=== Supplied text ===
-- Begin --

I'll be perfectly honest, I'm still not sure this isn't just a good prank, despite quotes from Fran Kuzui that confirm the story. Ergo, I don't want to completely lapse into a fanboyish rage lest I look like a fool. Then again, I'd look like a fool if I did so regardless of the article's merit -- it's since been corroborated on several publications, notably EW -- so let me instead rationally iron out why this is, as objectively as I can process it, one of the worst ideas I've ever heard and why it should never be brought up again.

-- End --

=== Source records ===

-- Begin --

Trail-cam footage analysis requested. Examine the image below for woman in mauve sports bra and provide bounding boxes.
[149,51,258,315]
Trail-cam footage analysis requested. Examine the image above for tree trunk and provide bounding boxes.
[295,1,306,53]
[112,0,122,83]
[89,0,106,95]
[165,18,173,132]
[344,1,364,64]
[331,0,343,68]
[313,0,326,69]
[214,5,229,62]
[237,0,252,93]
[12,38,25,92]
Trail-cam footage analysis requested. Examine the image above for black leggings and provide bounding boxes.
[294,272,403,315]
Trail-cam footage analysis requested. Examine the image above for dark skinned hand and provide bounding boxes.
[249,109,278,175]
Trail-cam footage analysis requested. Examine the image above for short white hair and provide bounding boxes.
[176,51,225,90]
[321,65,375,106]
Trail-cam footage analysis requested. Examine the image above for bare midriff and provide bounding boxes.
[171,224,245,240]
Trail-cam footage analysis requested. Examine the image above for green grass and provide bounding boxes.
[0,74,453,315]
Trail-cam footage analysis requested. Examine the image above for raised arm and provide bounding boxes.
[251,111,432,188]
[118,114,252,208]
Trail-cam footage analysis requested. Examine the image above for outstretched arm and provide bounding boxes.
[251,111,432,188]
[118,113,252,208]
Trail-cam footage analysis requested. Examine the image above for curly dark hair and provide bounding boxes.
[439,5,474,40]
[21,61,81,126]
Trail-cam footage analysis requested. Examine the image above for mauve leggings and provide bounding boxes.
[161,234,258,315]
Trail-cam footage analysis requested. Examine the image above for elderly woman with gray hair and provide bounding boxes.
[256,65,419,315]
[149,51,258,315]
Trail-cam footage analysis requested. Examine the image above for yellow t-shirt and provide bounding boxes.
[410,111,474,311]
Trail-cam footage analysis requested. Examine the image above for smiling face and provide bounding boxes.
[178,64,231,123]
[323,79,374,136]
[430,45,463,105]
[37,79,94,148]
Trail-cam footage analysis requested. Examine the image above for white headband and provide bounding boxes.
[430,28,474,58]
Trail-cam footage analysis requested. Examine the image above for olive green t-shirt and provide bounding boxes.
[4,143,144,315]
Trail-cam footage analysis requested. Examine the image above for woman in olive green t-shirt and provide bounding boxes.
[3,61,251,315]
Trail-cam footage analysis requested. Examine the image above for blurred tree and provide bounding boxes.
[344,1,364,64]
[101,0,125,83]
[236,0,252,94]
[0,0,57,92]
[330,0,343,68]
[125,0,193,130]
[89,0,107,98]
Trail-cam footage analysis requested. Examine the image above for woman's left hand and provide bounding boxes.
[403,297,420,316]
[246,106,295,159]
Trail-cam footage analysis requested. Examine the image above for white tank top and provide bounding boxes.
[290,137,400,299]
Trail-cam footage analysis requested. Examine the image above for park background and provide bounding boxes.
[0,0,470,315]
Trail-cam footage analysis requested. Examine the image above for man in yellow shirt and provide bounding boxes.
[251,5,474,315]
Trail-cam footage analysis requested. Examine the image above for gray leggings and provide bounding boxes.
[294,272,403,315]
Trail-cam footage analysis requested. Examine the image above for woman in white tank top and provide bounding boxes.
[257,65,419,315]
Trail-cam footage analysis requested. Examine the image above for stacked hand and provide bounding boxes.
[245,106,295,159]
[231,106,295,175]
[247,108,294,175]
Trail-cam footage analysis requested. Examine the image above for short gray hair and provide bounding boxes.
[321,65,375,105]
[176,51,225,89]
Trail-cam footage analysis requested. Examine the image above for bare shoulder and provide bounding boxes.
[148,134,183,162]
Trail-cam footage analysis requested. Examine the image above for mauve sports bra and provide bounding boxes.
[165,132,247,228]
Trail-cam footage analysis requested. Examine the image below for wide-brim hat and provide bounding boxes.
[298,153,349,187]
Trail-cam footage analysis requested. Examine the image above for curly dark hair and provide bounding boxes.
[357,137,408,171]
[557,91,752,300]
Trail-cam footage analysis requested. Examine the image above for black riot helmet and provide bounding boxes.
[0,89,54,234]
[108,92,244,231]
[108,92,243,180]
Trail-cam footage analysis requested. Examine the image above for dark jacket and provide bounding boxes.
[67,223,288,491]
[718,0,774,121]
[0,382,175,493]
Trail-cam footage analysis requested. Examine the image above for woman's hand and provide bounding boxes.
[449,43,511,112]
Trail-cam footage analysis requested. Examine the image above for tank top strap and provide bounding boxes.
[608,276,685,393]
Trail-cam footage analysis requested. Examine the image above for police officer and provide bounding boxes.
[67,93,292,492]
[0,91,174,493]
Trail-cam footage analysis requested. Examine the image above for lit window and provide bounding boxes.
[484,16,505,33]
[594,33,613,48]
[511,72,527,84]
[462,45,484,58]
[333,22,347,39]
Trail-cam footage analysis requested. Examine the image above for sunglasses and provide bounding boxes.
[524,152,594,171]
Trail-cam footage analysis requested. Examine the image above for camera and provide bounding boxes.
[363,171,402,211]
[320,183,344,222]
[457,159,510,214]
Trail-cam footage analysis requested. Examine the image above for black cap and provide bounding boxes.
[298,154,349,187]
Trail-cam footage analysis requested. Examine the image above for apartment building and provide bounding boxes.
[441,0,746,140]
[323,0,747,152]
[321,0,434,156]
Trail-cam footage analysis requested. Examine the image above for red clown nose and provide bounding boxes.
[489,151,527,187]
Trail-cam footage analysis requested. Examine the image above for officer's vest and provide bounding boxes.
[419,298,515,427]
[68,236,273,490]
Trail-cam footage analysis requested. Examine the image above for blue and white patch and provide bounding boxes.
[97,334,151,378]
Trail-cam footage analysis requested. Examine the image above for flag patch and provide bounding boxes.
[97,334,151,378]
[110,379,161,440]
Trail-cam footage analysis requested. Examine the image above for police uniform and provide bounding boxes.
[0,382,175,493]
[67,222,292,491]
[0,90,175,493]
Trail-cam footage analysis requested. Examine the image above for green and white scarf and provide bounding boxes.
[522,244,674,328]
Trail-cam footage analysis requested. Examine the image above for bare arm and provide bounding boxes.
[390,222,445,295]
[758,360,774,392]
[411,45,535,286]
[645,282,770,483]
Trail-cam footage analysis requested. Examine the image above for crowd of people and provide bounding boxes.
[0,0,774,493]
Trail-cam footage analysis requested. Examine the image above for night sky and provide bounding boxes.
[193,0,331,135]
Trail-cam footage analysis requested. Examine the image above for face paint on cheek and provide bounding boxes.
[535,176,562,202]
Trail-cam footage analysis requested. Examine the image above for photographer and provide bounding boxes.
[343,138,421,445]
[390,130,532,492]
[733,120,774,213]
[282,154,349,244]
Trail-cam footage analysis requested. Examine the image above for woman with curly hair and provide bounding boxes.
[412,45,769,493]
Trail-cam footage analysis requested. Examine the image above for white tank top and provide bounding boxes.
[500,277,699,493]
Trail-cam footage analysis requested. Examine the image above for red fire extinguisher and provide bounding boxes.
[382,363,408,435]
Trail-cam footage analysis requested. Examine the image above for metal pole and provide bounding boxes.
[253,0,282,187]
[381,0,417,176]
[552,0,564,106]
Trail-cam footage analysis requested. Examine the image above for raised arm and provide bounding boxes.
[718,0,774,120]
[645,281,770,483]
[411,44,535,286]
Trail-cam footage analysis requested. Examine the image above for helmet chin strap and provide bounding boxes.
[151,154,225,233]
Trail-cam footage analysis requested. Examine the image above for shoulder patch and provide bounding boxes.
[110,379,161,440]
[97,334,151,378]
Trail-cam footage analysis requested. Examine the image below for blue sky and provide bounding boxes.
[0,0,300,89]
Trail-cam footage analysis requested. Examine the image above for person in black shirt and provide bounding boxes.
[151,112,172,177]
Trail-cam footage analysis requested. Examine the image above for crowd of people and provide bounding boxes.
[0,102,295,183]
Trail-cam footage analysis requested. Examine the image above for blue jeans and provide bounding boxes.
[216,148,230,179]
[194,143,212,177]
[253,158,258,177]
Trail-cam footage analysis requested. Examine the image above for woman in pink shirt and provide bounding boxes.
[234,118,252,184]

-- End --

=== What you will do ===
1 - In the opinion excerpt, which publication is named as having corroborated the article?
2 - Output the opinion excerpt from "I'll be perfectly" to "brought up again.".
Rely only on the opinion excerpt to respond.

=== Answers per task ===
1 - EW

2 -
I'll be perfectly honest, I'm still not sure this isn't just a good prank, despite quotes from Fran Kuzui that confirm the story. Ergo, I don't want to completely lapse into a fanboyish rage lest I look like a fool. Then again, I'd look like a fool if I did so regardless of the article's merit -- it's since been corroborated on several publications, notably EW -- so let me instead rationally iron out why this is, as objectively as I can process it, one of the worst ideas I've ever heard and why it should never be brought up again.